### INSTRUCTIONS
- 1) Answer these questions about the sorting problem statement below:
(a) What must hold for a_i before index i can be chosen for the operation?
(b) In the example, what value does x start with?
(c) In the example, what is x after the third operation?
- 2) Please carry the sorting problem statement below forward from its last sentence.

### PAGE TEXT
You are given a sequence a consisting of n integers a_1, a_2, ..., a_n, and an integer x. Your task is to make the sequence a sorted (it is considered sorted if the condition a_1 ≤ a_2 ≤ a_3 ≤ ... ≤ a_n holds).
To make the sequence sorted, you may perform the following operation any number of times you want (possibly zero): choose an integer i such that 1 ≤ i ≤ n and a_i > x, and swap the values of a_i and x.
For example, if a = [0, 2, 3, 5, 4], x = 1, the following sequence of operations is possible:
1. choose i = 2 (it is possible since a_2 > x), then a = [0, 1, 3, 5, 4], x = 2;
2. choose i = 3 (it is possible since a_3 > x), then a = [0, 1, 2, 5, 4], x = 3;
3. choose i = 4 (it is possible since a_4 > x), then a = [0, 1, 2, 3, 4], x = 5.

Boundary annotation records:

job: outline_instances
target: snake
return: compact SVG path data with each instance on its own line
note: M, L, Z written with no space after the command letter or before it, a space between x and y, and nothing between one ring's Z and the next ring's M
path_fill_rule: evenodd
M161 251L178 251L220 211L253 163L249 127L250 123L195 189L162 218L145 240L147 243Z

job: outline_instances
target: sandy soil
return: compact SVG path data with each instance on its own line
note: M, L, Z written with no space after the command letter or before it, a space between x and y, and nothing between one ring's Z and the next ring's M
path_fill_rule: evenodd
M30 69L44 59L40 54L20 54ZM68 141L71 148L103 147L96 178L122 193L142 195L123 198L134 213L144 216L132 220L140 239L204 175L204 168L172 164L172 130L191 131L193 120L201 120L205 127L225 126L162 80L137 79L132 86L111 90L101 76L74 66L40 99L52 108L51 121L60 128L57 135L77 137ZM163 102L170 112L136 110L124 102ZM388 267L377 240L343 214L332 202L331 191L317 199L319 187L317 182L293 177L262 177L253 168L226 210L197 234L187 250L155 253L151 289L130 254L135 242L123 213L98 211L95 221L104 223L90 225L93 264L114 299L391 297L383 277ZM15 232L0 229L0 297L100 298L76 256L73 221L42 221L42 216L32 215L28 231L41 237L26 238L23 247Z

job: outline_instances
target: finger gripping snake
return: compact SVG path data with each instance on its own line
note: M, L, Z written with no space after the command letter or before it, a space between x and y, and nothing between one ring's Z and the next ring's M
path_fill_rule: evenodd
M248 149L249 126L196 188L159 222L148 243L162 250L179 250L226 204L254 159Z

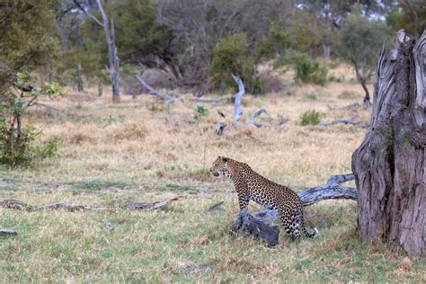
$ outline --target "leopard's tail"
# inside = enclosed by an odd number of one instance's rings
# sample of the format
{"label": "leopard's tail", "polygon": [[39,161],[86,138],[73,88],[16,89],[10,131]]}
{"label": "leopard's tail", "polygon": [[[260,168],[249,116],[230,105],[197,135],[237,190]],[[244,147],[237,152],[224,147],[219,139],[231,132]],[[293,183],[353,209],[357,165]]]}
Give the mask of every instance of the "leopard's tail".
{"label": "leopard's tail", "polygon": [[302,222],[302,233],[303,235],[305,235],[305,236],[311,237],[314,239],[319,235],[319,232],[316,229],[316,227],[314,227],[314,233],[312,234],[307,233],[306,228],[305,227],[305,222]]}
---
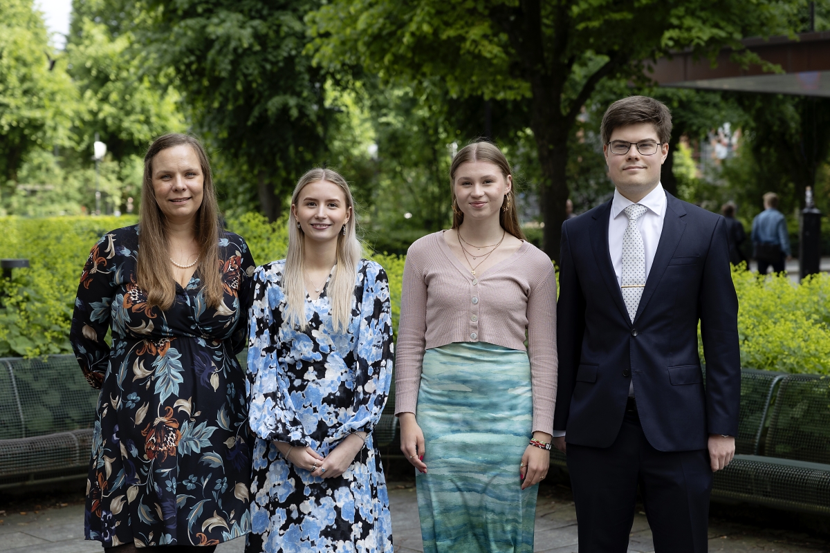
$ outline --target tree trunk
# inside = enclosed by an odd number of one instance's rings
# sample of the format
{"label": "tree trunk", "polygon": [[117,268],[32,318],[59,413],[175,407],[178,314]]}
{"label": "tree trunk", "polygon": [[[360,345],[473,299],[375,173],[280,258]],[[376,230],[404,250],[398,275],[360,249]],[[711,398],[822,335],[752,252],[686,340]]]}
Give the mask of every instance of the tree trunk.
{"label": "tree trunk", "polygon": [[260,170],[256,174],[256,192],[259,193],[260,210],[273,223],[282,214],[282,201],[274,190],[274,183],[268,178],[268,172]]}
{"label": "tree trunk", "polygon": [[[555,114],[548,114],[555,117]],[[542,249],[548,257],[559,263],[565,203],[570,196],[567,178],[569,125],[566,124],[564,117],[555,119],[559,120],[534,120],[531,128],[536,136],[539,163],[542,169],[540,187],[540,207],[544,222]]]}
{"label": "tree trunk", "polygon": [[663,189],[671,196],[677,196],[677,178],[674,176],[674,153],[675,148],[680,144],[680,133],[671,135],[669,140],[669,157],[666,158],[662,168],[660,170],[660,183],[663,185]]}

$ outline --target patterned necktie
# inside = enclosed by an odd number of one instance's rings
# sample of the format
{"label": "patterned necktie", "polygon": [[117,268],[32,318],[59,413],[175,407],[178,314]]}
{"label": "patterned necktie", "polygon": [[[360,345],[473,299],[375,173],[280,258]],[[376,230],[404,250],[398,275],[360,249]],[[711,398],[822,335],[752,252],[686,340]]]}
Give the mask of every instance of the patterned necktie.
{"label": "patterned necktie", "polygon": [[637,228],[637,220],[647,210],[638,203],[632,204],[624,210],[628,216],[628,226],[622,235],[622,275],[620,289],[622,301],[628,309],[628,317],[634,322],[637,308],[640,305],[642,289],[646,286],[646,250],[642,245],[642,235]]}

### EXERCISE ANSWERS
- 1)
(a) a_i > x, with 1 ≤ i ≤ n
(b) 1
(c) 5

- 2)
Calculate the minimum number of operations you have to perform so that a becomes sorted, or report that it is impossible.
Input
The first line contains one integer t (1 ≤ t ≤ 500) — the number of test cases.
Each test case consists of two lines. The first line contains two integers n and x (1 ≤ n ≤ 500, 0 ≤ x ≤ 500) — the number of elements in the sequence and the initial value of x.
The second line contains n integers a_1, a_2, ..., a_n (0 ≤ a_i ≤ 500).
The sum of values of n over all test cases in the input does not exceed 500.
Output
For each test case, print one integer — the minimum number of operations you have to perform to make a sorted, or -1, if it is impossible.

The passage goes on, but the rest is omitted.